Write out the records again, swapping every "query phrase" for "search term" and leaving everything else unchanged.

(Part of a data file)
* begin *
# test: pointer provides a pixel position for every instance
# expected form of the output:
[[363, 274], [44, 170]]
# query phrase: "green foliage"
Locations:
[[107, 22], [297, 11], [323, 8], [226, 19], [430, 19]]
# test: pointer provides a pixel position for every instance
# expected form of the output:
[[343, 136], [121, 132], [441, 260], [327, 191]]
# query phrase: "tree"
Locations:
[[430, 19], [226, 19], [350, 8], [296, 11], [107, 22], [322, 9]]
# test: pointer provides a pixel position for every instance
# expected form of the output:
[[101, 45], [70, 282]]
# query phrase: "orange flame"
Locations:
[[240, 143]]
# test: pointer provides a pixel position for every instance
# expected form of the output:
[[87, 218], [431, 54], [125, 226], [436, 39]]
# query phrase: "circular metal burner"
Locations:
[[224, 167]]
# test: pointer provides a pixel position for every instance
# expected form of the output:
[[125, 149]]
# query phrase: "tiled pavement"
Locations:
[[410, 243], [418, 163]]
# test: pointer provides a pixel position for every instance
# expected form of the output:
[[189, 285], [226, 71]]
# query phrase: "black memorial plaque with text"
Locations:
* end *
FINAL ANSWER:
# test: pointer provides a pixel position for every instance
# expected form of the output:
[[363, 274], [44, 170]]
# search term: "green foliage"
Locations:
[[107, 22], [297, 11], [323, 8], [226, 19], [430, 19]]
# test: pointer provides a pixel position for every instance
# expected form of the output:
[[343, 136], [121, 132], [441, 260], [327, 191]]
# search term: "tree"
Locations:
[[430, 19], [226, 19], [350, 8], [296, 11], [107, 22], [322, 9]]
# test: pointer provides a pixel position for every instance
# expected form of the output:
[[101, 45], [70, 282]]
# search term: "orange flame"
Locations:
[[240, 143]]
# test: pointer provides a pixel position for every instance
# expected form of the output:
[[87, 218], [431, 54], [125, 226], [436, 39]]
# search term: "circular metal burner"
Locations:
[[224, 167]]
# test: pointer provides a pixel position for every instance
# expected form of the output:
[[125, 149]]
# search term: "tiled pavement"
Locations:
[[410, 243], [418, 163]]
# test: pointer provides a pixel position for every instance
# expected form of the output:
[[189, 285], [226, 71]]
# search term: "black memorial plaque with text"
Locations:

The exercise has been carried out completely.